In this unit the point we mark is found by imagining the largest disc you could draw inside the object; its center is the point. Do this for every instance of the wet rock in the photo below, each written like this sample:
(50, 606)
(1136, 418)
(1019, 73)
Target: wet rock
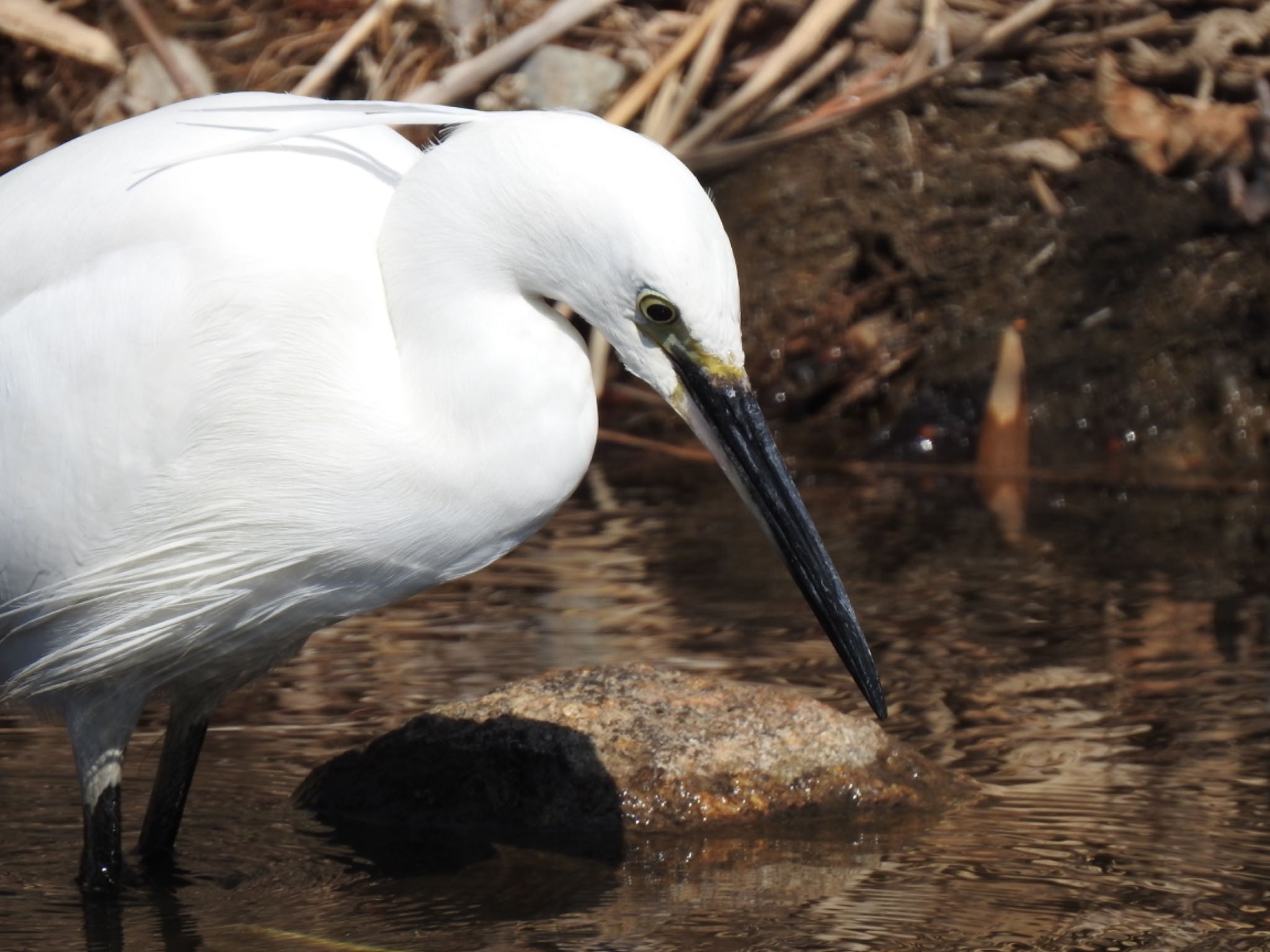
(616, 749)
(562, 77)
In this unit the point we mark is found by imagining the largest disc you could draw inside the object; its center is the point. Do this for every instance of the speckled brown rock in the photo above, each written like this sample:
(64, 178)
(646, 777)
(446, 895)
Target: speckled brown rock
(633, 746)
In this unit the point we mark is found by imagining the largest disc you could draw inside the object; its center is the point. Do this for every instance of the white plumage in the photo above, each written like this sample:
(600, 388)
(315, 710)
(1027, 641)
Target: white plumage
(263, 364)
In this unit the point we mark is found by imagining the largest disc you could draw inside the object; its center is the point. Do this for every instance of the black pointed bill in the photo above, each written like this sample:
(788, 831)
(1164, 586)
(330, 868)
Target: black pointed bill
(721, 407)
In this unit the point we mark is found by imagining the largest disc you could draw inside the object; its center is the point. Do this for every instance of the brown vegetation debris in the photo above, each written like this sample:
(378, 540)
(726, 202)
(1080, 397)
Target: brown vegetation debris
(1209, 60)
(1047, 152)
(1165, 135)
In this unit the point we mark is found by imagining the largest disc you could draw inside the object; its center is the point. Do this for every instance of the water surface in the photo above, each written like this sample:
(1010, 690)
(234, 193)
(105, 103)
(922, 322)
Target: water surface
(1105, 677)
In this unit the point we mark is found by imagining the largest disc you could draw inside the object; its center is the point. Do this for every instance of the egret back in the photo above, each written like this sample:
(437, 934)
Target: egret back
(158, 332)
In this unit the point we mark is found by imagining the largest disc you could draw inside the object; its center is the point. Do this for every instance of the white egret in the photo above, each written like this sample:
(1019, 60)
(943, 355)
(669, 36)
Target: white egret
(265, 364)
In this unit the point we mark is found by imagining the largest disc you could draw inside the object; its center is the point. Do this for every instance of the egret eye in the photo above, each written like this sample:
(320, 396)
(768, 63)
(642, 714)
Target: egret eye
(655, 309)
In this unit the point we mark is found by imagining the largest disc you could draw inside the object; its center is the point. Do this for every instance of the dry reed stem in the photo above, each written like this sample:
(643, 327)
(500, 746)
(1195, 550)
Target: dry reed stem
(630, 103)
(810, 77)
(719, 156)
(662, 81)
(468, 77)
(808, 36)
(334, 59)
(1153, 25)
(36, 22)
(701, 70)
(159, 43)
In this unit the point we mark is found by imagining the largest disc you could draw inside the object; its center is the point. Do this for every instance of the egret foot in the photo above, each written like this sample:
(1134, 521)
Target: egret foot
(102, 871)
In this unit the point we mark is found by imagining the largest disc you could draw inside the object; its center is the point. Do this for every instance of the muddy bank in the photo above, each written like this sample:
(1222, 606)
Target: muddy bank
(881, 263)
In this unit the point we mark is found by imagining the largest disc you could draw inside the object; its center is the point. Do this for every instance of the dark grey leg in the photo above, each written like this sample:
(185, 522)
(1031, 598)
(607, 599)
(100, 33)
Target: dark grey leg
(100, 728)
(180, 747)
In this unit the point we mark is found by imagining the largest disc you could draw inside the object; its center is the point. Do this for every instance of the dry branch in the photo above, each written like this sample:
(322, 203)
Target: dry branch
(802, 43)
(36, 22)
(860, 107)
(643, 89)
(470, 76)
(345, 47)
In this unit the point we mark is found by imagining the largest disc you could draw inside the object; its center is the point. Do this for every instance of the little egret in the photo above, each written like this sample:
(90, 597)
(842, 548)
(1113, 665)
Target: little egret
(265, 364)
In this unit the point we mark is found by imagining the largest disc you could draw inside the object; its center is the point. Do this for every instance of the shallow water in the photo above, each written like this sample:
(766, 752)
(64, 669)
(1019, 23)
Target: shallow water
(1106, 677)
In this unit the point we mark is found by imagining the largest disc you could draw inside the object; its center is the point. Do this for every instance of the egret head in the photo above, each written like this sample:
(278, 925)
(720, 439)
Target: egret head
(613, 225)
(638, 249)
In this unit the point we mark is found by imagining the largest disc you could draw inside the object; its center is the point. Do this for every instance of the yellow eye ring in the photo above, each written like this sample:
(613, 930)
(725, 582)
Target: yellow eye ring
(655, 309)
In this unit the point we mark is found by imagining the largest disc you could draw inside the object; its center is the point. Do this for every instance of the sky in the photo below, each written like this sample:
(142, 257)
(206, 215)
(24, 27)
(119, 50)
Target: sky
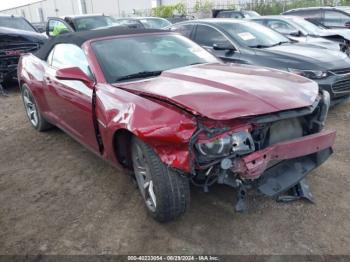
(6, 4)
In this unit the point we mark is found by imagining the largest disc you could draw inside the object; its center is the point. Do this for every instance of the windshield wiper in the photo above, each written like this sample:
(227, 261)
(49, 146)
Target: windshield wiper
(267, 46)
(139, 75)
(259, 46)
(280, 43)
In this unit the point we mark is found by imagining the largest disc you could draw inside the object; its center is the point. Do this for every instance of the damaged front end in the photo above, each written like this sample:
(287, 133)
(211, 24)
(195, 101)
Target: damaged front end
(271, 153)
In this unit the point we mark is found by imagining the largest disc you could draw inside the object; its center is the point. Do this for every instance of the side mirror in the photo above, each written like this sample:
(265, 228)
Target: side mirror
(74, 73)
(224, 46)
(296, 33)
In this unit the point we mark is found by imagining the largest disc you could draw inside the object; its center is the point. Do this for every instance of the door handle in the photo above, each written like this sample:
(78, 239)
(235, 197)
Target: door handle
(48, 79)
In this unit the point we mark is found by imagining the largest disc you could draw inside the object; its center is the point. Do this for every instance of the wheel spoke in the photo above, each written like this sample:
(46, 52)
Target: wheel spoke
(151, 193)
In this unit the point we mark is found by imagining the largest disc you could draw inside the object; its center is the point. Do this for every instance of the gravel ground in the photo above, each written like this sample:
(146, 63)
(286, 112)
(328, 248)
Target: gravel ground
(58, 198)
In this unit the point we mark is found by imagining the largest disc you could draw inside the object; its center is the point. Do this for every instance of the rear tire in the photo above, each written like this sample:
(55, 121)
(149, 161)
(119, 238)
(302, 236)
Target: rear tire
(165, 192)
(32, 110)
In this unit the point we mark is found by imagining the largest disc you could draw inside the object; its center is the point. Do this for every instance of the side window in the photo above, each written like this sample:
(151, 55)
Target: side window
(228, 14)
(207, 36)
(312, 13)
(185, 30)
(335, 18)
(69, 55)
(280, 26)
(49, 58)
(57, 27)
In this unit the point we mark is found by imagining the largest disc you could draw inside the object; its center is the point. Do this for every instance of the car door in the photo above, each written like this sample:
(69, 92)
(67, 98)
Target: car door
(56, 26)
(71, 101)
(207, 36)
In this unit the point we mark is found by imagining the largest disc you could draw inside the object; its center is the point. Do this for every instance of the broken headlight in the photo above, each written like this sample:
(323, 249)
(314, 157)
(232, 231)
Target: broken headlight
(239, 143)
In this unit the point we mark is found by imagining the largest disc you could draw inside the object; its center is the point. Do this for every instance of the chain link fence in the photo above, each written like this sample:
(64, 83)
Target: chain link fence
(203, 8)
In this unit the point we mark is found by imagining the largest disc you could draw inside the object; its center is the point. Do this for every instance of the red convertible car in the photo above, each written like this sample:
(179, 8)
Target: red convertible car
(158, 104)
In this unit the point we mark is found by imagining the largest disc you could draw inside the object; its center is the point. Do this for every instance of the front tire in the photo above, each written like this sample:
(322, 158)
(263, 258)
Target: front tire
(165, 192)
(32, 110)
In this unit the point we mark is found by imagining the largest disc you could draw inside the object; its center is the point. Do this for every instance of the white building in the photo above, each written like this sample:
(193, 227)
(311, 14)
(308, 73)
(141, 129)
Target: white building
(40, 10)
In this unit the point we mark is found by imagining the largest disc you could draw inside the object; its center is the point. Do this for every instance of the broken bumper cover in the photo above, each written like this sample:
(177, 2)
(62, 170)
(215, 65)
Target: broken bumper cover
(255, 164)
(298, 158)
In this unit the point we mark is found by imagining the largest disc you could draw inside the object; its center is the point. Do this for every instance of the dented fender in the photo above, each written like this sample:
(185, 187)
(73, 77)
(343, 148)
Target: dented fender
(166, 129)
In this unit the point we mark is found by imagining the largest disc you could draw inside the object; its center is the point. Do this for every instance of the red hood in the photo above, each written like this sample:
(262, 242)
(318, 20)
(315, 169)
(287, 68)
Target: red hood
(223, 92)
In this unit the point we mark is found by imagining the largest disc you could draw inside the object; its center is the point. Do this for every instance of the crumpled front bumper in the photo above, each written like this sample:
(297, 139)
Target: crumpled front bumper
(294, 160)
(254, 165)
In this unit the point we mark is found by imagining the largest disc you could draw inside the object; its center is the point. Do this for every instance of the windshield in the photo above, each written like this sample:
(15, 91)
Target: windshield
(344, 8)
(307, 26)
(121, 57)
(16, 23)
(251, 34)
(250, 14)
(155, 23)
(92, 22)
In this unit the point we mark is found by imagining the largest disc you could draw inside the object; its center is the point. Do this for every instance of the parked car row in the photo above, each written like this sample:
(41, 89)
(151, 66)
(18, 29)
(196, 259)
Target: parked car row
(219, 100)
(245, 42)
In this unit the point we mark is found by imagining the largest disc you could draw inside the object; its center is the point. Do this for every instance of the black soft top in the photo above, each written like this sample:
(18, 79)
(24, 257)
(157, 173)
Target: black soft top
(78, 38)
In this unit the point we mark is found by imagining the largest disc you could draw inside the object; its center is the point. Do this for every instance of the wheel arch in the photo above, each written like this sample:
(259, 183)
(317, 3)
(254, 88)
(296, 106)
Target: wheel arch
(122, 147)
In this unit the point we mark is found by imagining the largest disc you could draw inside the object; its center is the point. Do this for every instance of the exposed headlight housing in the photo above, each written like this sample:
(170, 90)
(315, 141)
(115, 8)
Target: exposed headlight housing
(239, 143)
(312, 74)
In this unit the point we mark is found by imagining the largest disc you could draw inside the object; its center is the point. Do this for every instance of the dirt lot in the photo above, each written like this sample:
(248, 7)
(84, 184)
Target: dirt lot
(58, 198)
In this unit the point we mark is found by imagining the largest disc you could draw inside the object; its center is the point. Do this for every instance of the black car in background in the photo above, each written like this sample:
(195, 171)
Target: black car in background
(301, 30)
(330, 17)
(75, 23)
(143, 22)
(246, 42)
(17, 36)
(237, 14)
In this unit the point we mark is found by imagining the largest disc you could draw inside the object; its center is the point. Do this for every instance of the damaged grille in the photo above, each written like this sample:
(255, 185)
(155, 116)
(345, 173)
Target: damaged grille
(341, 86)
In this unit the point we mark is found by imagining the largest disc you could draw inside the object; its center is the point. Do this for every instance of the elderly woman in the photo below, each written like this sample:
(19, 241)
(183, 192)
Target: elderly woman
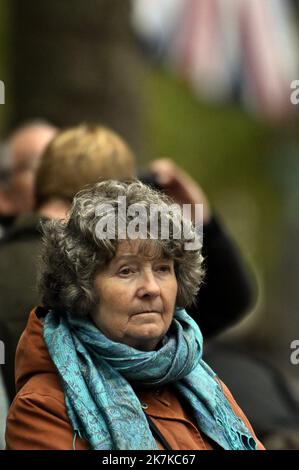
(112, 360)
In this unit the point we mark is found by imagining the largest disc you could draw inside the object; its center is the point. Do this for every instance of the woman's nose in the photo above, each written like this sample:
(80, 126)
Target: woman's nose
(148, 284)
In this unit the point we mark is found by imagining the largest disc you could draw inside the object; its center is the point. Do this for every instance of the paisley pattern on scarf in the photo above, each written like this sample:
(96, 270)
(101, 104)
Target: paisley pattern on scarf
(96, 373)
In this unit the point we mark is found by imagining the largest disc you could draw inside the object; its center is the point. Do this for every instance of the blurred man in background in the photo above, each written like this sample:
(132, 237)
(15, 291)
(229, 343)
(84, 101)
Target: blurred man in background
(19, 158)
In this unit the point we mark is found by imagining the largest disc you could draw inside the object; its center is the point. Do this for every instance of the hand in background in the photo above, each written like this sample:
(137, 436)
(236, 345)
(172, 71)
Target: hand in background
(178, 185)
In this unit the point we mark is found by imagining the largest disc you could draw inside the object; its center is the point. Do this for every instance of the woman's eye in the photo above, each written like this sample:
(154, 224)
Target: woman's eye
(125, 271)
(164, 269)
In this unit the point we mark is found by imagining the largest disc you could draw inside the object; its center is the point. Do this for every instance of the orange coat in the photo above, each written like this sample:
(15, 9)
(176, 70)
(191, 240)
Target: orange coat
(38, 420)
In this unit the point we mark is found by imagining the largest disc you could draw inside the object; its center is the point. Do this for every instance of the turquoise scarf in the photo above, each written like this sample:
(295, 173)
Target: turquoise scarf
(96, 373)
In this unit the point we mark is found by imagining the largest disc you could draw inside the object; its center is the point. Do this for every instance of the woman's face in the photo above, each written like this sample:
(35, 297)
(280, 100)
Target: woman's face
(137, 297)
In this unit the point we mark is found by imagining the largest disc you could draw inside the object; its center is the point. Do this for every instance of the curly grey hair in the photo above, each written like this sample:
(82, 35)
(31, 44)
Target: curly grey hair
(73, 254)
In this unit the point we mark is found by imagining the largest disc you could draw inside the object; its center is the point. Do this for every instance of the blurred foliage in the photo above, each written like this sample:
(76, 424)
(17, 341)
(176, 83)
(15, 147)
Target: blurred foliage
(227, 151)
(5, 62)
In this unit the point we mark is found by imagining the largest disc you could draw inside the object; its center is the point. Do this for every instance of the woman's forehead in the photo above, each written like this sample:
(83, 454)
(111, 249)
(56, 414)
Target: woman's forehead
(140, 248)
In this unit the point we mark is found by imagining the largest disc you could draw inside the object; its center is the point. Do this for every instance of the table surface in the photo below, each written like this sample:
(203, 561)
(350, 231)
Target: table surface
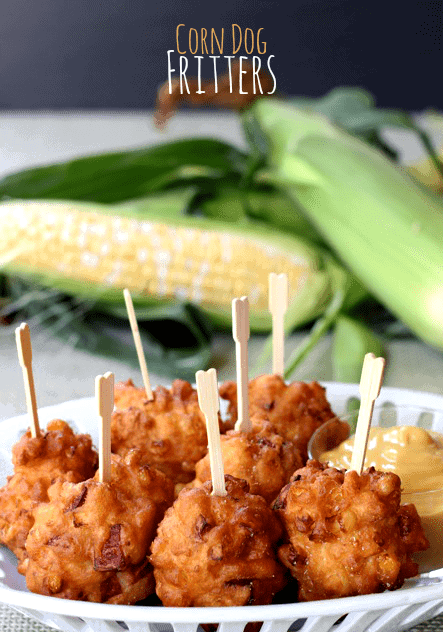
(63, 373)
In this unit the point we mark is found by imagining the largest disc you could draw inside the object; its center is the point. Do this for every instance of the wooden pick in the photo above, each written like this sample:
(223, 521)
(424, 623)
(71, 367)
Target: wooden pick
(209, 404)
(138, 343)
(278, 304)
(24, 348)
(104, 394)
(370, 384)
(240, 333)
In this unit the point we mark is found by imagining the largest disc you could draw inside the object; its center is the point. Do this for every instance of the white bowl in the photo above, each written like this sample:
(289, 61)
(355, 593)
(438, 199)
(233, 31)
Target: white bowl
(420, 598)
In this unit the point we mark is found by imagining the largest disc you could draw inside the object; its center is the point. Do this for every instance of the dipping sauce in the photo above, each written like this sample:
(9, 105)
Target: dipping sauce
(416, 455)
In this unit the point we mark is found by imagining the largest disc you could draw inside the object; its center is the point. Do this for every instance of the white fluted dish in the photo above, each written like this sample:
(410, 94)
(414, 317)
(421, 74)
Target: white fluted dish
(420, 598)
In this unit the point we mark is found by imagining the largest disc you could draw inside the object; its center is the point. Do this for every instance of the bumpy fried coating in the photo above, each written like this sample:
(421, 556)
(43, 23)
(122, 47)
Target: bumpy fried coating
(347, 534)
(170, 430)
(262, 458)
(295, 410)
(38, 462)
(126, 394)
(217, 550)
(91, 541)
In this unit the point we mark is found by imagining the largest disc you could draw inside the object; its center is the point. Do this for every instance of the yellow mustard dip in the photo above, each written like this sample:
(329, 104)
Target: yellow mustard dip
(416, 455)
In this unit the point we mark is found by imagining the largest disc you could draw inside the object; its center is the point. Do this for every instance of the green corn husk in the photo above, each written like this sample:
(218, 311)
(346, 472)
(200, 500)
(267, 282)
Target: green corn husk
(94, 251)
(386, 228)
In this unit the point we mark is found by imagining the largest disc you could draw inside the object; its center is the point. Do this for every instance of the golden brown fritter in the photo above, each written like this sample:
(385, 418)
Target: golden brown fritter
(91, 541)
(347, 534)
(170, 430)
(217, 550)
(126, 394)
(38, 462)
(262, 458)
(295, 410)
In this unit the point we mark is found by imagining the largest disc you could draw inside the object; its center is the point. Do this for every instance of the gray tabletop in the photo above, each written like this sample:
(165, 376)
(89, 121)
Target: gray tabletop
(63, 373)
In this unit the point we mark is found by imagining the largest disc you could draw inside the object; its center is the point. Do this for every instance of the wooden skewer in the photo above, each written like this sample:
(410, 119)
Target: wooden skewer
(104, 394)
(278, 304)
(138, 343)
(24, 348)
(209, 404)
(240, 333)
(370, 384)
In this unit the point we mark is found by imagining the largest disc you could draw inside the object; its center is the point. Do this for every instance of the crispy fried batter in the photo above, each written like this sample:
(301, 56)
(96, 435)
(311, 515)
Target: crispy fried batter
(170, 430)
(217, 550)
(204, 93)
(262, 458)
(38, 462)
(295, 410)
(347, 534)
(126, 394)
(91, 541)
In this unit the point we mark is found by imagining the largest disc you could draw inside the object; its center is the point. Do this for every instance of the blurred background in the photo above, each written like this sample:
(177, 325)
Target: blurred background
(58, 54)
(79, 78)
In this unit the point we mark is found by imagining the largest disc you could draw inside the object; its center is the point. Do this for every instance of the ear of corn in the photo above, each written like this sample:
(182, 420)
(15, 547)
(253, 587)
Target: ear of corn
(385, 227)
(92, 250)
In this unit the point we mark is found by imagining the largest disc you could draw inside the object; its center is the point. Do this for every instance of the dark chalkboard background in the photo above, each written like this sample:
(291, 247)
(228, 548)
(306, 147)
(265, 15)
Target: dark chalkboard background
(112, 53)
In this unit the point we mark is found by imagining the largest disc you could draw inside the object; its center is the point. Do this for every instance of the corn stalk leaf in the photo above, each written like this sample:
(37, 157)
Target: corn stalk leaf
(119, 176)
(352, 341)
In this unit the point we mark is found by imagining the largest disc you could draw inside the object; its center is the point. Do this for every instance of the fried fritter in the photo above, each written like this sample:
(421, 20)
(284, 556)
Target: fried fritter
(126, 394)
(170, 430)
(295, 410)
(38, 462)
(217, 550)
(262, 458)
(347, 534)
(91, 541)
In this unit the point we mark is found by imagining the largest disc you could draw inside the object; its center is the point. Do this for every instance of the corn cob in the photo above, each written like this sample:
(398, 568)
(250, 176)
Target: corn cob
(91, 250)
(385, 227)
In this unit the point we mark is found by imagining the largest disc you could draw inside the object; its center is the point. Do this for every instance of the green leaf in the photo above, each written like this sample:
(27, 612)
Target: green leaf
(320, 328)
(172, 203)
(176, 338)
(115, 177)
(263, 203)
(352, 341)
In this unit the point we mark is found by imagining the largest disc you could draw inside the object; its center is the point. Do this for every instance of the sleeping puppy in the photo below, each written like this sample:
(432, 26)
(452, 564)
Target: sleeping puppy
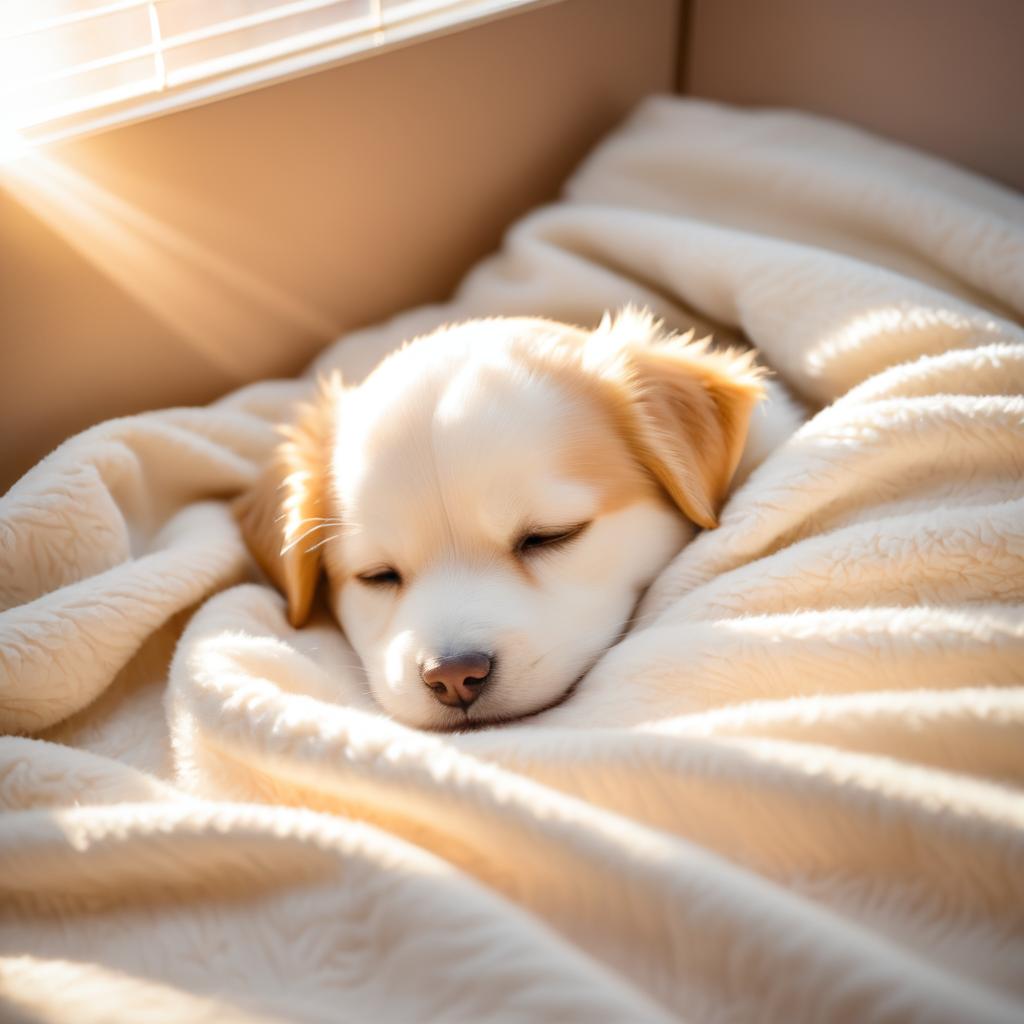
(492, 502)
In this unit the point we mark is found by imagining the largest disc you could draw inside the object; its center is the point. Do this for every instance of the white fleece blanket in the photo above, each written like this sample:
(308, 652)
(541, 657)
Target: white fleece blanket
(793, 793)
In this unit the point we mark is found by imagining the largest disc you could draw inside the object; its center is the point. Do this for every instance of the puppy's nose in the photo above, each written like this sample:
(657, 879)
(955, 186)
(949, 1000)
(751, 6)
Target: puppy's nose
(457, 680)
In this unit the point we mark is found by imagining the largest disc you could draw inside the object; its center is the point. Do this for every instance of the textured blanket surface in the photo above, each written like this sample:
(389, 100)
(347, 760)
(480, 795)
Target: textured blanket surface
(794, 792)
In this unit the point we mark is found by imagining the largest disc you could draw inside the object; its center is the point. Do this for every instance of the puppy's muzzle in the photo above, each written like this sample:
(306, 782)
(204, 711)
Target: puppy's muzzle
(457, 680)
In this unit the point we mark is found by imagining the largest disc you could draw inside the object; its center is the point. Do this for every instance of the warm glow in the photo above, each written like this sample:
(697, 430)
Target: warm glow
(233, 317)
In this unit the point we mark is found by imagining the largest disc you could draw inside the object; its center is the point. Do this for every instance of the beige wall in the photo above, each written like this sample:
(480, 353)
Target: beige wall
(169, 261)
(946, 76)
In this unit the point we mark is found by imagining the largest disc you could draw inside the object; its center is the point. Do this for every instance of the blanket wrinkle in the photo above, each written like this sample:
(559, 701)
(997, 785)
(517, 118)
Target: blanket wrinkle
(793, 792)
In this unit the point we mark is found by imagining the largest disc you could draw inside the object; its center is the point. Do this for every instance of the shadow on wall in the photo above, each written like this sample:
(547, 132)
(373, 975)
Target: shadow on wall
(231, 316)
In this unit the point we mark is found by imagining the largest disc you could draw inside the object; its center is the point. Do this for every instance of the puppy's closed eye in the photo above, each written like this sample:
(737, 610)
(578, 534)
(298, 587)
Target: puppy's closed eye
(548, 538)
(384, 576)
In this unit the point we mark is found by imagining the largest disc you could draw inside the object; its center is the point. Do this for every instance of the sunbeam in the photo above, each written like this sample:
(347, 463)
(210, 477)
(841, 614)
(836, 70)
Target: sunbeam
※
- _Your goal_: Extract the lines exactly, please: the first line of the listing, the line with "(1027, 641)", and every line between them, but no pictures.

- _Response area_:
In this unit the point we mark is found by imagining the largest disc you could draw inside the object; its center is the point. Do this for every instance of the wet rock in the photo below, each written like this sample:
(50, 606)
(1136, 418)
(1019, 73)
Target: wet rock
(616, 749)
(562, 77)
In this unit the point we mark is found by imagining the largest disc you could draw inside the object; its center is the point. Do this for every instance of the speckled brown rock in the photo above, each written like this sample:
(64, 178)
(646, 777)
(446, 895)
Target: speckled brown rock
(633, 746)
In this unit the point we mark is found by imagining the largest disc you could draw inside the object; its center is the point. Do this for every instance of the white plumage in the photo above, each written like this sample:
(600, 388)
(315, 710)
(1027, 641)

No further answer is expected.